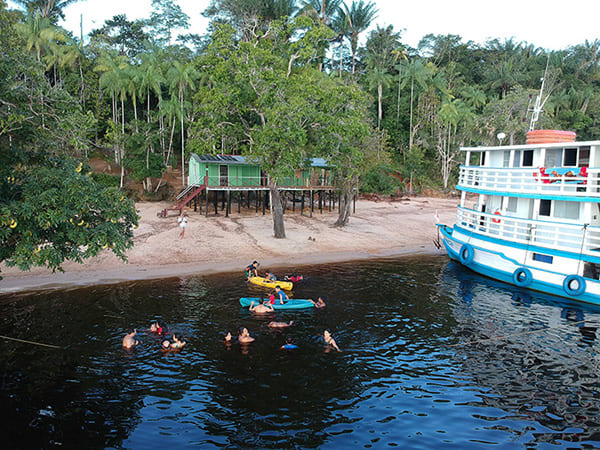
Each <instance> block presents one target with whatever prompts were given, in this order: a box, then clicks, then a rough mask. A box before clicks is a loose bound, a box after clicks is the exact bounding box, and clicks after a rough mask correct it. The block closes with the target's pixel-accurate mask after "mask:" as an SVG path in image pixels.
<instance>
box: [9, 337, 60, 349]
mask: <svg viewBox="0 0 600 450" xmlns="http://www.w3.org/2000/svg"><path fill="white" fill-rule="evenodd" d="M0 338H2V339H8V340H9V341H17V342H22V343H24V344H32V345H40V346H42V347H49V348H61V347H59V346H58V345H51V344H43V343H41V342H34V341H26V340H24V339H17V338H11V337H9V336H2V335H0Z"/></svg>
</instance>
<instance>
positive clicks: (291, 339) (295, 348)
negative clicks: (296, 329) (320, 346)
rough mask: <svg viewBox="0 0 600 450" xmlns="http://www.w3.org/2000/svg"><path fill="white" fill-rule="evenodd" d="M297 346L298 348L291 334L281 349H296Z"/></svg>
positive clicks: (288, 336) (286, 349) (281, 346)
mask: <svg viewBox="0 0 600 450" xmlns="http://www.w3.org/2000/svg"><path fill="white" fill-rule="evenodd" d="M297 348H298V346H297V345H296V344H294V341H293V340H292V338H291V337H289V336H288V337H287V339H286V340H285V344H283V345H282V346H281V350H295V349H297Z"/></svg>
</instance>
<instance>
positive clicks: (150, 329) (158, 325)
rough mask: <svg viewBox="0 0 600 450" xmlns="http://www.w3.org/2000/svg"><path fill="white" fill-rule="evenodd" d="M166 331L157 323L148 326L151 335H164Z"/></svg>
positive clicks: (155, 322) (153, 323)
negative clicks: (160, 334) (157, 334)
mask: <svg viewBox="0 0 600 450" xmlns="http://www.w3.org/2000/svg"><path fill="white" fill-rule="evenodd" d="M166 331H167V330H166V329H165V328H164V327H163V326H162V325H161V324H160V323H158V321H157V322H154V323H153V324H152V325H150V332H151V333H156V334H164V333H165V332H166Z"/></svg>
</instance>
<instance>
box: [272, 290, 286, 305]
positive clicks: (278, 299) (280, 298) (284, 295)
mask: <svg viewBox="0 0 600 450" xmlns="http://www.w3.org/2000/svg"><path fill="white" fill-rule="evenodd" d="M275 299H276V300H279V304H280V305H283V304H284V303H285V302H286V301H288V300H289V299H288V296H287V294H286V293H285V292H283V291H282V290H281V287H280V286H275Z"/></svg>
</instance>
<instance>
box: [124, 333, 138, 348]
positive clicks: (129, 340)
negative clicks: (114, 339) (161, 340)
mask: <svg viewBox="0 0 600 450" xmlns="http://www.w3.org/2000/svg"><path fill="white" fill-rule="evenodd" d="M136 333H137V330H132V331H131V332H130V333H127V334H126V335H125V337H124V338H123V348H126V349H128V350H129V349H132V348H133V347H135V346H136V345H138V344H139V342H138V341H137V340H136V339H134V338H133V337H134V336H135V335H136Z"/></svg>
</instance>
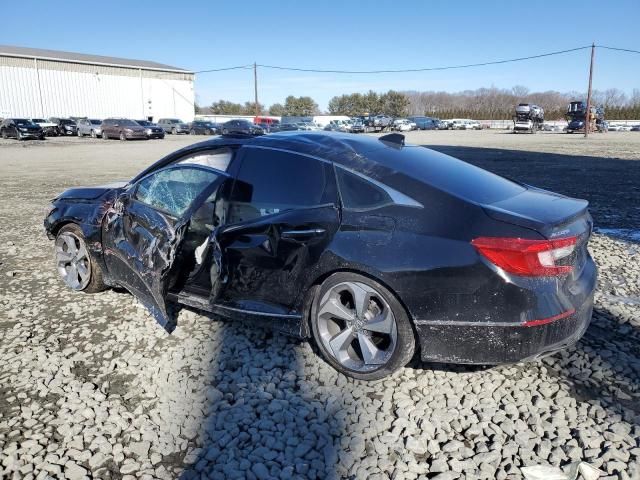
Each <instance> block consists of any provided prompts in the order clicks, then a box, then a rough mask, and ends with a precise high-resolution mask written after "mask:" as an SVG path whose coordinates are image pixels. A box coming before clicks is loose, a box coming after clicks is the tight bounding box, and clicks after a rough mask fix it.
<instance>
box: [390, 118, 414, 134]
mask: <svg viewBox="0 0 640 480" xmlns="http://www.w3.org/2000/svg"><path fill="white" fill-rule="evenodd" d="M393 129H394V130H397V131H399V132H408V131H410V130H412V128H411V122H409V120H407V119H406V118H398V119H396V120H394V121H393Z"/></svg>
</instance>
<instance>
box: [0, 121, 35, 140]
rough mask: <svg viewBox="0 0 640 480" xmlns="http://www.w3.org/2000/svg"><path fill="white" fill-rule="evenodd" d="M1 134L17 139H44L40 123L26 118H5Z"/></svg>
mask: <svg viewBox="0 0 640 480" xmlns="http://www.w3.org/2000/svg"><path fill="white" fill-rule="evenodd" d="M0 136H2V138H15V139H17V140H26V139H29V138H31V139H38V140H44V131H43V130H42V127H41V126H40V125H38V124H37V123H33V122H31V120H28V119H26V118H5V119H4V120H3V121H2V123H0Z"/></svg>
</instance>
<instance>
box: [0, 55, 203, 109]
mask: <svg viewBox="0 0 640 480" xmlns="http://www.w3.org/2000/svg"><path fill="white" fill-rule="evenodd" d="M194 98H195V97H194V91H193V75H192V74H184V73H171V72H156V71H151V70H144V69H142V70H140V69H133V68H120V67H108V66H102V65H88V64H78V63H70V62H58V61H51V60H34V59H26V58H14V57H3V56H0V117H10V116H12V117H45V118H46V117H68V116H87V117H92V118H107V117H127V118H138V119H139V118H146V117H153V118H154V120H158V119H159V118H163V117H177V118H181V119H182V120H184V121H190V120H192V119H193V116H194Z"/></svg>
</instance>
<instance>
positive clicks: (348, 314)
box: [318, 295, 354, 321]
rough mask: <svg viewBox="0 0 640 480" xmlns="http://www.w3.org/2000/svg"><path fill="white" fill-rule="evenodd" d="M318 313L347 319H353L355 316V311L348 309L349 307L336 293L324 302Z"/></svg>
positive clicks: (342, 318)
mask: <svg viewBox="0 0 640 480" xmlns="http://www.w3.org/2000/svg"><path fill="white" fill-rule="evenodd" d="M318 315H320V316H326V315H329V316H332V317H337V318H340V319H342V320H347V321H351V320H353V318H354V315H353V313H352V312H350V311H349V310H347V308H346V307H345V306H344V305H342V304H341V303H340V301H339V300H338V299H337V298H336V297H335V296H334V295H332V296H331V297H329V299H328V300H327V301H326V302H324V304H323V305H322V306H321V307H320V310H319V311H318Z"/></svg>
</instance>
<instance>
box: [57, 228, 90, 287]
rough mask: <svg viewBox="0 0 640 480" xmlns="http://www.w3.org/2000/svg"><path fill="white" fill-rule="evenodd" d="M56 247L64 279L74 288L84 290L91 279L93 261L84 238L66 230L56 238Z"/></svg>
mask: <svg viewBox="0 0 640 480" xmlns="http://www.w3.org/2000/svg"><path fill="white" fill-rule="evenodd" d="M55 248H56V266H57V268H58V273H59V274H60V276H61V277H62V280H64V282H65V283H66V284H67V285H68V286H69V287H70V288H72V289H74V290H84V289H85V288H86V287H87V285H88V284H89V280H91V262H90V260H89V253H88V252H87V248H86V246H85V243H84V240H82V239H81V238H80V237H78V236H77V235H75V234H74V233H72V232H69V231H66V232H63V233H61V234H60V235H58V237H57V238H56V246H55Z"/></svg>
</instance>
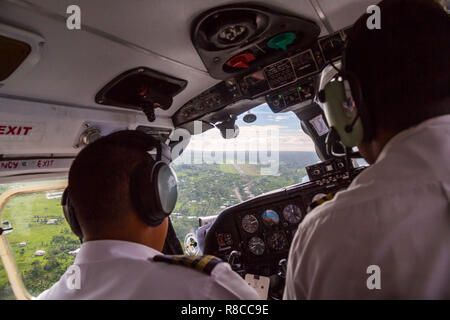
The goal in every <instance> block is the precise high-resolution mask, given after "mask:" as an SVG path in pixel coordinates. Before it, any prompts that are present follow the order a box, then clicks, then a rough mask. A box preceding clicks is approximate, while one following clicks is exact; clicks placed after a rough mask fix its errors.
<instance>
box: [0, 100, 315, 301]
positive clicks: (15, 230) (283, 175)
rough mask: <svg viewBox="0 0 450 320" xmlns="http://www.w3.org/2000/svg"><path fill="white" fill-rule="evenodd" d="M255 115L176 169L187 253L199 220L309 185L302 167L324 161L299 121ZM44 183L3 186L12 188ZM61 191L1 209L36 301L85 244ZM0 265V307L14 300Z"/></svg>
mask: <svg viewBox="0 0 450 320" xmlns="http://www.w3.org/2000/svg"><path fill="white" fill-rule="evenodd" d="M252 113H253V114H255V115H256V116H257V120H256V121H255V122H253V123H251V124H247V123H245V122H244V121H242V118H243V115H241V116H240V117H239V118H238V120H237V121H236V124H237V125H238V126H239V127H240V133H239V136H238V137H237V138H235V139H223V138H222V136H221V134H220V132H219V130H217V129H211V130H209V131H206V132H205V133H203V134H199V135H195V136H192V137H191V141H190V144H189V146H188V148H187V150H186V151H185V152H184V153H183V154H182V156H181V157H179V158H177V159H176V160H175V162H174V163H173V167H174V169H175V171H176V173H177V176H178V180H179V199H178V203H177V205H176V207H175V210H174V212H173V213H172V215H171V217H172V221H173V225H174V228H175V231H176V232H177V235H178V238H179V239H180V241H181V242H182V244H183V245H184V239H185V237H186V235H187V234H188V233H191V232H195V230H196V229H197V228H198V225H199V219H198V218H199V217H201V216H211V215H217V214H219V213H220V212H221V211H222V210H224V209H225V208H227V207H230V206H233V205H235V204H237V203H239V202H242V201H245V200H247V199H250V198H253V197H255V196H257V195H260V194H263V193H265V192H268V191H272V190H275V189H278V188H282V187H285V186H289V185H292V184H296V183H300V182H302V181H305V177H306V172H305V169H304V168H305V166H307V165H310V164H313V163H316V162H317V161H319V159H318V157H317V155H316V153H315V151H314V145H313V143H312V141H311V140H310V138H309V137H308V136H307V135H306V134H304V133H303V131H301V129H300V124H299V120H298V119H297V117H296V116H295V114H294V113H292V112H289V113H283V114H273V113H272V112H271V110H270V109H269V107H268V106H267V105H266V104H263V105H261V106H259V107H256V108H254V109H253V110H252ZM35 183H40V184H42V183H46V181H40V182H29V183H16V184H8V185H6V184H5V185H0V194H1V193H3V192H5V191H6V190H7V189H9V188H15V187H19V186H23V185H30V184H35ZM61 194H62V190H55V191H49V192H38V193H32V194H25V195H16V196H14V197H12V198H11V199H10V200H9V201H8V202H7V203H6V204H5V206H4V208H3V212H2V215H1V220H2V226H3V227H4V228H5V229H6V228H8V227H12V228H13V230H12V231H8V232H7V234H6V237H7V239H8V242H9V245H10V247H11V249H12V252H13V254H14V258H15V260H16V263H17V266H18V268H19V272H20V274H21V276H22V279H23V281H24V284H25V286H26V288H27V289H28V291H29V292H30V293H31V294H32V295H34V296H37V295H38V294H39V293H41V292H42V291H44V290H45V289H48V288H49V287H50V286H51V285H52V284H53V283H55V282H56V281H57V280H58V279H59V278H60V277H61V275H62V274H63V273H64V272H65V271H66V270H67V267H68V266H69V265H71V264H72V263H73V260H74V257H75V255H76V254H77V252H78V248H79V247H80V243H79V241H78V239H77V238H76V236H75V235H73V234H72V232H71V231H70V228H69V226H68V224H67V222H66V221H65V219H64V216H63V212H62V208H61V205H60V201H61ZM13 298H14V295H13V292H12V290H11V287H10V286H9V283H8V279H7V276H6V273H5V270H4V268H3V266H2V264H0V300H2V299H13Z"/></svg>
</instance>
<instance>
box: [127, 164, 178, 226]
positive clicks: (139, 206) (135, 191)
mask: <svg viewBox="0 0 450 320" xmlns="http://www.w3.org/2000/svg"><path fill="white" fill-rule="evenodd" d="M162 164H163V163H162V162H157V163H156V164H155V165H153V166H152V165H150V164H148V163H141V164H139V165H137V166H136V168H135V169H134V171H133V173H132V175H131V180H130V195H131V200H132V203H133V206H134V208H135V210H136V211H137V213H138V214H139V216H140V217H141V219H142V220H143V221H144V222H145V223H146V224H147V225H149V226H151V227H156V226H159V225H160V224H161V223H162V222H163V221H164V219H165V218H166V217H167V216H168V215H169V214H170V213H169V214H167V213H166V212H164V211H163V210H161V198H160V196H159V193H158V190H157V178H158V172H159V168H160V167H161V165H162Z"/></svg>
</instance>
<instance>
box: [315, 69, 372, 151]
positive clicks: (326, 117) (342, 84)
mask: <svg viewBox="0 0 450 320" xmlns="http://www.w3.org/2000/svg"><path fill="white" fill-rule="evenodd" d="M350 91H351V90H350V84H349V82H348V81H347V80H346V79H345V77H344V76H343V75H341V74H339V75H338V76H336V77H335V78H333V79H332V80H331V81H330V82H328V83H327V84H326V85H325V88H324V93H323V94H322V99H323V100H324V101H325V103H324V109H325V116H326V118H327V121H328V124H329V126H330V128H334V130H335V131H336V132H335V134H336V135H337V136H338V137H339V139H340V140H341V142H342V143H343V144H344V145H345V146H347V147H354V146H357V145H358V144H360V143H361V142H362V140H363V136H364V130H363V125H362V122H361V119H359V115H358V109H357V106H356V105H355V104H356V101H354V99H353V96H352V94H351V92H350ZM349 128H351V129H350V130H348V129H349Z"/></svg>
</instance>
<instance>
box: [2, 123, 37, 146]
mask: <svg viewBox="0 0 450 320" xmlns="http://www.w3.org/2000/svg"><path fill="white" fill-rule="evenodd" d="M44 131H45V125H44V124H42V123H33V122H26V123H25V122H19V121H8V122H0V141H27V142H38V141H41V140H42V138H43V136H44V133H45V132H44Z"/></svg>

▶ **EXERCISE INSTRUCTIONS**
Your answer should be the lines from the first record down to the line containing "box: [272, 290, 286, 305]", restated exactly, with no pictures.

▶ **ANSWER**
Each <instance> block presents one target with whatever prompts were given, in this order: a box, then clicks, then a rough mask. A box before clicks is a loose bound, a box after clicks is the exact bounding box, and clicks after a rough mask correct it. The block closes with the target's pixel-accurate mask after "mask:" as an SVG path in image pixels.
<instance>
box: [9, 337, 60, 349]
mask: <svg viewBox="0 0 600 450" xmlns="http://www.w3.org/2000/svg"><path fill="white" fill-rule="evenodd" d="M0 338H2V339H8V340H9V341H17V342H22V343H24V344H32V345H40V346H42V347H49V348H61V347H59V346H58V345H51V344H43V343H41V342H34V341H26V340H24V339H17V338H11V337H9V336H2V335H0Z"/></svg>
</instance>
<instance>
positive clicks: (291, 339) (295, 348)
negative clicks: (296, 329) (320, 346)
rough mask: <svg viewBox="0 0 600 450" xmlns="http://www.w3.org/2000/svg"><path fill="white" fill-rule="evenodd" d="M297 346L298 348L291 334L281 349H296Z"/></svg>
positive clicks: (288, 336) (286, 349) (281, 346)
mask: <svg viewBox="0 0 600 450" xmlns="http://www.w3.org/2000/svg"><path fill="white" fill-rule="evenodd" d="M297 348H298V346H297V345H296V344H294V341H293V340H292V338H291V337H289V336H288V337H287V339H286V340H285V344H283V345H282V346H281V350H295V349H297Z"/></svg>
</instance>
<instance>
positive clicks: (150, 329) (158, 325)
rough mask: <svg viewBox="0 0 600 450" xmlns="http://www.w3.org/2000/svg"><path fill="white" fill-rule="evenodd" d="M166 331L157 323L148 326L151 335H164Z"/></svg>
positive clicks: (155, 322) (153, 323)
negative clicks: (160, 334) (157, 334)
mask: <svg viewBox="0 0 600 450" xmlns="http://www.w3.org/2000/svg"><path fill="white" fill-rule="evenodd" d="M166 331H167V330H166V329H165V328H164V327H163V326H162V325H161V324H160V323H158V321H157V322H154V323H153V324H152V325H150V332H151V333H156V334H164V333H165V332H166Z"/></svg>
</instance>
<instance>
box: [272, 290, 286, 305]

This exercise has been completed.